Text to read.

+ + + + +

Research reveals that boys learn differently than girls. Success in an all-boys environment requires that we identify the differences in how boys develop and embrace the educational opportunities distinctly beneficial to them.
McQuaid Jesuit tailors its curriculum and teaching methodology to capitalize on the ways boys learn. Our instruction encompasses techniques that recognize and encourage the unique learning styles and tempos of adolescent boys. We understand that competition, rivalry, hands-on learning, and energy are some of the hallmarks that characterize successful boys' education. These are distinctly different from the cooperative and contextual learning that distinguish effective girls' education. Boys thrive on movement, vivid description, and enjoy a classroom that is experiential in its approach. The faculty at McQuaid Jesuit understands how boys learn and employs teaching practices that keep boys engaged in a spirited process of education.
The idea that 'boys will be boys' has both positive and negative connotations. However, 'boys will be boys' should not be a detrimental stereotype. Adolescence is a turbulent time for growth: physically, socially, and academically. The pressure to assume an identity is formidable. The all-boys setting allows students freedom to be themselves without worrying about what girls think. A successful boys' school embraces a peer culture where young men feel free to be themselves, pursuing interests and talents regardless of social stereotyping. At many co-educational schools, academic and extra-curricular choices earn boys labels of 'geek' or 'jock,' but rarely both. Our all-boys environment provides students the freedom to explore interests in academics, art, music, athletics and more than 50 activities without concern for typecasting.

+ + + + +

Provided material.
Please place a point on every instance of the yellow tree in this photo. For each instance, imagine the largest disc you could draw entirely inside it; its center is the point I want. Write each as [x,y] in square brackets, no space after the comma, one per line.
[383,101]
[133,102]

+ + + + +

Problems to solve.
[1] Write out word for word the part of the McQuaid Jesuit page on educating boys that begins with the words containing "Research reveals that" and ends with "beneficial to them.".
[2] Extend the McQuaid Jesuit page on educating boys, not the listing, from its final sentence onward.

Answers for this exercise.
[1]
Research reveals that boys learn differently than girls. Success in an all-boys environment requires that we identify the differences in how boys develop and embrace the educational opportunities distinctly beneficial to them.

[2]
We recognize that simply being an all boys' school does not make the environment a productive place to form men. Leadership from adults who understand the responsibility of teaching boys to become men of character is essential. Our Ignatian heritage, rooted in the teachings of the Society of Jesus, insists that the process of education take place in a moral as well as an intellectual framework. It calls for the reverence of the dignity of each individual and urges students to uphold integrity and respect in dealing with all people.
McQuaid Jesuit is proud to be a place where education is directed to the unique learning styles of boys. In our single sex environment, we are free to direct gender specific traits that might be viewed as liabilities into assets that foster intellectual curiosity. We provide a culture where competition in academics is a natural fit. As a result, our students are academically successful and motivated to be lifelong learners.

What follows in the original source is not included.